Actions to take =
1. Answer these questions using the piece about AI writing code, one answer per line, marked to match:
(a) In which magazine does James Somers write about his experience?
(b) Which AI system does Somers get to produce working code?
(c) What is the title of Somers's piece?
2. Rewrite the piece about AI writing code from "Somers travels through" up to and including "the human coder?", replacing "robots" with "machines".
3. In the piece about AI writing code, why were software engineers so well taken care of?
----- Page extract
In the New Yorker, writer and programmer James Somers shares his personal journey discovering just how good AI is at writing code—and what this might mean both individually and for the industry: A Coder Considers the Waning Days of the Craft. “Coding has always felt to me like an endlessly deep and rich domain. Now I find myself wanting to write a eulogy for it,” he writes. “What will become of this thing I’ve given so much of my life to?”

Software engineers, as a species, love automation. Inevitably, the best of them build tools that make other kinds of work obsolete. This very instinct explained why we were so well taken care of: code had immense leverage. One piece of software could affect the work of millions of people. Naturally, this sometimes displaced programmers themselves. We were to think of these advances as a tide coming in, nipping at our bare feet. So long as we kept learning we would stay dry. Sound advice—until there’s a tsunami.

Somers travels through several stages of amazement (and grief?) as he gets GPT–4 to produce working code in seconds that would normally take him hours or days—or sometimes that he doubts he’d be capable of at all. If the robots are already so good at writing production-ready code, then what’s the future of the human coder?

Here at Big Medium, we’re wrestling with the same stuff. We’re already using AI (and helping our clients to do the same) to do production engineering that we ourselves used to do: writing front-end code, translating code from one web framework to another, evaluating code quality, writing automated tests. It’s clear that these systems outstrip us for speed and, in some ways, technical execution.
----------
----- Information provided
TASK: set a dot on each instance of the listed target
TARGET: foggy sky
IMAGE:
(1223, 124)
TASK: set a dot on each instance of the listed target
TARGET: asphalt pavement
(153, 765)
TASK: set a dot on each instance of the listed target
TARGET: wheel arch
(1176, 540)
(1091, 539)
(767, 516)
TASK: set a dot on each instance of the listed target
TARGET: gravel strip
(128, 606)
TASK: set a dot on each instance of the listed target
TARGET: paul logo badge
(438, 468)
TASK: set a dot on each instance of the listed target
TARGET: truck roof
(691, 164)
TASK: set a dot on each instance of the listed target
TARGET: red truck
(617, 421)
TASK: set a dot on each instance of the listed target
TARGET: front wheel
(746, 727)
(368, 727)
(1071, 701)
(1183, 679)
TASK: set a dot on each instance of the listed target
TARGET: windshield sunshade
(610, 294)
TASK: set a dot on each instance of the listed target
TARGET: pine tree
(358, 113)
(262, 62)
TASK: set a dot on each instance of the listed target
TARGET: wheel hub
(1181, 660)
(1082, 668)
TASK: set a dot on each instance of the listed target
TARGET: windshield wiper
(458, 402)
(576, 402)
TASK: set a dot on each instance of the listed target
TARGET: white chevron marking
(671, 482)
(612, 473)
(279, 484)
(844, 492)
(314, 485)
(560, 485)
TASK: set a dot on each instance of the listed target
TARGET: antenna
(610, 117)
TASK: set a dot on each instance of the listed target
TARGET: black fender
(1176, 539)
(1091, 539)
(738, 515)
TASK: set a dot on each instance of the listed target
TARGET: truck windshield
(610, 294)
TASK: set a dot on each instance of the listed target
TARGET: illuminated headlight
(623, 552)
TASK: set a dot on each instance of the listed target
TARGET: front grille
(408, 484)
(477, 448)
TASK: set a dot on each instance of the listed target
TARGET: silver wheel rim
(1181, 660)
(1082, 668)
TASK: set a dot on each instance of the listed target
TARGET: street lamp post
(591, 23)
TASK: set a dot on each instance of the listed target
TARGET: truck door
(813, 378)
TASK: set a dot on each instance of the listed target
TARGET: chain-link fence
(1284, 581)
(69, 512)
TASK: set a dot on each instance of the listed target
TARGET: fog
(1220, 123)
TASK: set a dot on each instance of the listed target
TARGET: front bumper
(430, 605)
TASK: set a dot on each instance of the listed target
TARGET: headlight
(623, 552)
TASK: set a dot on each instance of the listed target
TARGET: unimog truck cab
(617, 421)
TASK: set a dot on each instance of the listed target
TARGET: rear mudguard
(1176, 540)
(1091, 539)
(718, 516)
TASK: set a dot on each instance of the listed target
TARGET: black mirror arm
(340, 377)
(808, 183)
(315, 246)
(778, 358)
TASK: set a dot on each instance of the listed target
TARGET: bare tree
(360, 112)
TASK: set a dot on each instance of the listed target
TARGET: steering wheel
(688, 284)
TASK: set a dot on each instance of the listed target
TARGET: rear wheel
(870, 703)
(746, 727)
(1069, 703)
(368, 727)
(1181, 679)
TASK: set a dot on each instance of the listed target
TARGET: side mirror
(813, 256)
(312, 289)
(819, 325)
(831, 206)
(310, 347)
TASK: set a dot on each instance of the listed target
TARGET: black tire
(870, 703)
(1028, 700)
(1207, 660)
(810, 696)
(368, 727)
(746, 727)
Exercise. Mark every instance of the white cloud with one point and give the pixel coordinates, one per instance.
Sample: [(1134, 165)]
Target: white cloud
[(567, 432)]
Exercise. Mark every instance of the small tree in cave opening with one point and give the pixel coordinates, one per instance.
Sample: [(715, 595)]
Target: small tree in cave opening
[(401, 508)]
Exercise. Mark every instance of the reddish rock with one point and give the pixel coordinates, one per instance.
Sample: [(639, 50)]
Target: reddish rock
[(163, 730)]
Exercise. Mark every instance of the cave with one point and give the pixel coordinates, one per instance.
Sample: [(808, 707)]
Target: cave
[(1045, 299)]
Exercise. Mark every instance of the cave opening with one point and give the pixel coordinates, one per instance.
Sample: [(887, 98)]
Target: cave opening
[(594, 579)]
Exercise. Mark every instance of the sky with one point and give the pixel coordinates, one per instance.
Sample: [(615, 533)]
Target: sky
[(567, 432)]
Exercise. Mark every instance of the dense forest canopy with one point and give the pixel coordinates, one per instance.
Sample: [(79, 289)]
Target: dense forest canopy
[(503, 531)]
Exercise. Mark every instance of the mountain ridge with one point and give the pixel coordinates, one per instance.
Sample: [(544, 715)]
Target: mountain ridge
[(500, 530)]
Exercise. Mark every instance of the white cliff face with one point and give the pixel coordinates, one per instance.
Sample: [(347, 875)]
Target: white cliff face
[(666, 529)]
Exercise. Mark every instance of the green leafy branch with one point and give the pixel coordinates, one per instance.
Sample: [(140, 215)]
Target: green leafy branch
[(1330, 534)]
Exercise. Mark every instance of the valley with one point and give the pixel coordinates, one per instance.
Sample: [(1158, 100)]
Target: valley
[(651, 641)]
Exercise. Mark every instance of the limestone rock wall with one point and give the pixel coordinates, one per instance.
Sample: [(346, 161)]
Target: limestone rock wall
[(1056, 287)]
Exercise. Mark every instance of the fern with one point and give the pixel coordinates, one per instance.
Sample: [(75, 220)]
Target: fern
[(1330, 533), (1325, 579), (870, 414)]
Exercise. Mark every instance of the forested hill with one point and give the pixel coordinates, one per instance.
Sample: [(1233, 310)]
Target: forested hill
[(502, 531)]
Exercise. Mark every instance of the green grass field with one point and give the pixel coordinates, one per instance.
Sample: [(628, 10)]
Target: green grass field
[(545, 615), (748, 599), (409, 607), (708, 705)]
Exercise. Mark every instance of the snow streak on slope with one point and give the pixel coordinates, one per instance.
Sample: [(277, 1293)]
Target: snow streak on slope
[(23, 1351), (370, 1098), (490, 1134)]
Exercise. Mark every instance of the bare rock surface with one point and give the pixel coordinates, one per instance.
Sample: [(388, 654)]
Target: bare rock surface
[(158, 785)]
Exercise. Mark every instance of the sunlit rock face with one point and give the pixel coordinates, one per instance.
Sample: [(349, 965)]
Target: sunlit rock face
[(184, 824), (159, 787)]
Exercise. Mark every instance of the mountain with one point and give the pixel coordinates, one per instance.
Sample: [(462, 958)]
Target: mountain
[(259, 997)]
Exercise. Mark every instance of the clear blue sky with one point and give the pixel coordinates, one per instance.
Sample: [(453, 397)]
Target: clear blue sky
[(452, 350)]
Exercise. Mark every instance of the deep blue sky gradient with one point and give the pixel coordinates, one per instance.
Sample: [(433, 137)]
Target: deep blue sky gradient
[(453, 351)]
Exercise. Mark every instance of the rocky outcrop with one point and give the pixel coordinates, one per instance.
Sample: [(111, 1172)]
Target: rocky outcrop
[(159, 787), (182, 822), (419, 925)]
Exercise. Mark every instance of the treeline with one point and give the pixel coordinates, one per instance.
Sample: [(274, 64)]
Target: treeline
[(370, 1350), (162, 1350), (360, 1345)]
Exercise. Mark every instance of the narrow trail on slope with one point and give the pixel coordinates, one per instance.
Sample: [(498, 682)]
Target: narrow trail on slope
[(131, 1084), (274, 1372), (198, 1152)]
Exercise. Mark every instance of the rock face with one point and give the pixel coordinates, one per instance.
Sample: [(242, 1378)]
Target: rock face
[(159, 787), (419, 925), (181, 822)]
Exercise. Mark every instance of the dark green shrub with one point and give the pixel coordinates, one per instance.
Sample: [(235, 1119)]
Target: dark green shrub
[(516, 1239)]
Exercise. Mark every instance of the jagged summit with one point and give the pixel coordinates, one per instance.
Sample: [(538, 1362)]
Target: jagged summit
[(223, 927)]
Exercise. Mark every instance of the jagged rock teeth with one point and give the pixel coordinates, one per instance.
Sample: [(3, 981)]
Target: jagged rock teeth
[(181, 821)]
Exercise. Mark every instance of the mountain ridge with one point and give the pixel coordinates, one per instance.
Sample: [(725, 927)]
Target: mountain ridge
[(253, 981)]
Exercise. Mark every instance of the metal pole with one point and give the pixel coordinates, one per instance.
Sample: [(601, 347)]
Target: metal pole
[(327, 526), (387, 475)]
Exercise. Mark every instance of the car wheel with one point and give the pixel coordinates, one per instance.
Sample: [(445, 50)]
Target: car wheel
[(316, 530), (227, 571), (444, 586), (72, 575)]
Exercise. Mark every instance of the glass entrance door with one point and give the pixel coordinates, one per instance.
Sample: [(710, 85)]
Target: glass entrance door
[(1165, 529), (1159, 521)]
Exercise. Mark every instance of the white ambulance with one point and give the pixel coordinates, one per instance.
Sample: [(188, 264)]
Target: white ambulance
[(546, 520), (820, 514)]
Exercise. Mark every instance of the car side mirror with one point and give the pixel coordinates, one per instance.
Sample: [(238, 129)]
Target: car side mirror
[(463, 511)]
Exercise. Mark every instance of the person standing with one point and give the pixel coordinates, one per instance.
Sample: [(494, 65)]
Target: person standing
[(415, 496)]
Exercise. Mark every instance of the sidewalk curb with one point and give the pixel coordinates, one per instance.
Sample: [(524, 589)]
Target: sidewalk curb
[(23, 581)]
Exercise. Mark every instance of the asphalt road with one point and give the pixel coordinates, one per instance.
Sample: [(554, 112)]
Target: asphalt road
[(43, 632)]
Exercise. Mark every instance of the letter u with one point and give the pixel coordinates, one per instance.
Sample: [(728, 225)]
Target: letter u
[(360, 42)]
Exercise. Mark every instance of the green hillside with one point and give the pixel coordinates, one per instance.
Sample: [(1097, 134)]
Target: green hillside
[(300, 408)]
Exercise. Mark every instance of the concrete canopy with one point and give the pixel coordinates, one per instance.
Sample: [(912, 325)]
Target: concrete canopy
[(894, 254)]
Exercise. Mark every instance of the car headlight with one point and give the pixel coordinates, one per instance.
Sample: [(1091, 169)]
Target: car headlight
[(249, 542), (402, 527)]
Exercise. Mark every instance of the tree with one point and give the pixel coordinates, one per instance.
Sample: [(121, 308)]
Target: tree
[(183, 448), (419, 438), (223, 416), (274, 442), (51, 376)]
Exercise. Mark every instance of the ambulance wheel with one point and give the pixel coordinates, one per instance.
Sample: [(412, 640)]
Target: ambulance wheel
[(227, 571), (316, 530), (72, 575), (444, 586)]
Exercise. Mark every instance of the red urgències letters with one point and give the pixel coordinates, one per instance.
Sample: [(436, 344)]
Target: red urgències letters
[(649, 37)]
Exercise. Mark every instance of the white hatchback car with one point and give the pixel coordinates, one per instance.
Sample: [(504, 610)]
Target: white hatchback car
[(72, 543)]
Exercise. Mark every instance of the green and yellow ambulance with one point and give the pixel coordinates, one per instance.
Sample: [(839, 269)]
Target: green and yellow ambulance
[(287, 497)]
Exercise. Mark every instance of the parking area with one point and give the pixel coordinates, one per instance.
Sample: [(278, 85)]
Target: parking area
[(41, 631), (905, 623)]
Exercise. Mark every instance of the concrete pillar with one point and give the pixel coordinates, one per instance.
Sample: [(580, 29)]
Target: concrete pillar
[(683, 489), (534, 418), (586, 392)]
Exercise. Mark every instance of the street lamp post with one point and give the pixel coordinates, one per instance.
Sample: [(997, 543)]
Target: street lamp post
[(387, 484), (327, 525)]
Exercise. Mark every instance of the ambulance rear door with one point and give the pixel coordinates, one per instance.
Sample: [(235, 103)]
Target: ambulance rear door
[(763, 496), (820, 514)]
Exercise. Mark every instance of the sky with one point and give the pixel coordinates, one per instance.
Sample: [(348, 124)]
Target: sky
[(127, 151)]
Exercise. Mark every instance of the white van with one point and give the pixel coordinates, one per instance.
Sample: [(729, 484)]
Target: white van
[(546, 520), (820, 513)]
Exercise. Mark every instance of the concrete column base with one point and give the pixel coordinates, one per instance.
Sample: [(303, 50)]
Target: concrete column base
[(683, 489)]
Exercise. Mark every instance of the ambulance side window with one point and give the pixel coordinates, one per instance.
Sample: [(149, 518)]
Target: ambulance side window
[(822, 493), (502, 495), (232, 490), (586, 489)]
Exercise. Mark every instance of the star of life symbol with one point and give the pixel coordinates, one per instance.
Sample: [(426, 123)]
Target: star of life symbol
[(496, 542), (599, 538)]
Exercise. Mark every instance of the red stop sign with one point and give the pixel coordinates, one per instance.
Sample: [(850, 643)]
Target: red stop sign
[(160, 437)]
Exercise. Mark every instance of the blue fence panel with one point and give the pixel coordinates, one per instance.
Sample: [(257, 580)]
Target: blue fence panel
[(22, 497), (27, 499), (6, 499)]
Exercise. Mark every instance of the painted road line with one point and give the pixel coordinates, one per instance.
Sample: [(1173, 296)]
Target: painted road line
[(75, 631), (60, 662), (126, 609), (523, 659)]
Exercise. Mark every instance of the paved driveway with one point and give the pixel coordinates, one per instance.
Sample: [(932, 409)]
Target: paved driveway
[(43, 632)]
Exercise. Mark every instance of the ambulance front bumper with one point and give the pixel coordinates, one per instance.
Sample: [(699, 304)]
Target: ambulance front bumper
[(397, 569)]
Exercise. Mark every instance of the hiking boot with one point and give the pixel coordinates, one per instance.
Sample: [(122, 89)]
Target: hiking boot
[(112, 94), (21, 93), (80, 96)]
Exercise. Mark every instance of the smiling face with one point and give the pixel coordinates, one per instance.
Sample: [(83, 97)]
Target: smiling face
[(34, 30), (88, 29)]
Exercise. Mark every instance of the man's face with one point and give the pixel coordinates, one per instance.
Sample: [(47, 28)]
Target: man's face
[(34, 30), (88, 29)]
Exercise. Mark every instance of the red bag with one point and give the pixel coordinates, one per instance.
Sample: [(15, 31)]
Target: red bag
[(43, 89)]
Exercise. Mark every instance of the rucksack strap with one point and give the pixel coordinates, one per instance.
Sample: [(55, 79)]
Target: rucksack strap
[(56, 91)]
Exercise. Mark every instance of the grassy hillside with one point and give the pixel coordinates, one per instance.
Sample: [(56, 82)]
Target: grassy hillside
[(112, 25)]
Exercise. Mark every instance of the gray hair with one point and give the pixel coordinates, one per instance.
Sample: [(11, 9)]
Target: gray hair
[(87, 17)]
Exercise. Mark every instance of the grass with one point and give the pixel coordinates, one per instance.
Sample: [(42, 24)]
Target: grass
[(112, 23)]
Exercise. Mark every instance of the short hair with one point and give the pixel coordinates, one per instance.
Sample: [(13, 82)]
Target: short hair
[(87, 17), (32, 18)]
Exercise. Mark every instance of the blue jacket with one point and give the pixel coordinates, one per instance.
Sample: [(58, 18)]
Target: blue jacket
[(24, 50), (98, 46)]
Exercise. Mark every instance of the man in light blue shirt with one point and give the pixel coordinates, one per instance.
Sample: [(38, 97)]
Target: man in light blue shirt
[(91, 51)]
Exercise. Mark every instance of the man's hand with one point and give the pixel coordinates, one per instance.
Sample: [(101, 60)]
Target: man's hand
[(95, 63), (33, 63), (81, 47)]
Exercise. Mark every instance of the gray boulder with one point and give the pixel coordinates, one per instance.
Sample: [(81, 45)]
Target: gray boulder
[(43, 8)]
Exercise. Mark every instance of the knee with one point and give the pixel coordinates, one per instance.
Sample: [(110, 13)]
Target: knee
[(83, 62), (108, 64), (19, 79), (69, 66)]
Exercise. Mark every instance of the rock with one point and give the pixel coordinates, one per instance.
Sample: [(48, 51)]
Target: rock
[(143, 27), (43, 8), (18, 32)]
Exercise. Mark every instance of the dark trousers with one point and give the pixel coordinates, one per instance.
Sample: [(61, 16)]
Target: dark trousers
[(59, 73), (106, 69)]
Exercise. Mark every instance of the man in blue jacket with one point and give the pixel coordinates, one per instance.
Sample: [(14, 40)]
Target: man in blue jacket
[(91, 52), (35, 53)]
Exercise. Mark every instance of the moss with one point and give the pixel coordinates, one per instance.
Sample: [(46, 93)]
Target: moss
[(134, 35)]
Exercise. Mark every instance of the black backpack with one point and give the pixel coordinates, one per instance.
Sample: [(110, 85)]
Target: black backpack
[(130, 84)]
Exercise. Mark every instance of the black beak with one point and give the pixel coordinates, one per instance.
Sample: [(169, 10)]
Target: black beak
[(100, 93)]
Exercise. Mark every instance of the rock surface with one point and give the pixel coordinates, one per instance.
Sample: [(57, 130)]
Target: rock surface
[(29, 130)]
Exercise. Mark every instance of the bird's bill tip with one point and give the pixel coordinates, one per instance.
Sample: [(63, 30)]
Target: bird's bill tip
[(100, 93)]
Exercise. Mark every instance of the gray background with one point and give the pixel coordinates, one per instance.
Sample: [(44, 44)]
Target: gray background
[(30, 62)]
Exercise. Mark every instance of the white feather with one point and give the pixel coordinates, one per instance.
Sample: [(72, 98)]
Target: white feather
----------
Exercise responses =
1.
(a) The New Yorker
(b) GPT–4
(c) A Coder Considers the Waning Days of the Craft

2.
Somers travels through several stages of amazement (and grief?) as he gets GPT–4 to produce working code in seconds that would normally take him hours or days—or sometimes that he doubts he’d be capable of at all. If the machines are already so good at writing production-ready code, then what’s the future of the human coder?

3. Code had immense leverage, because one piece of software could affect the work of millions of people.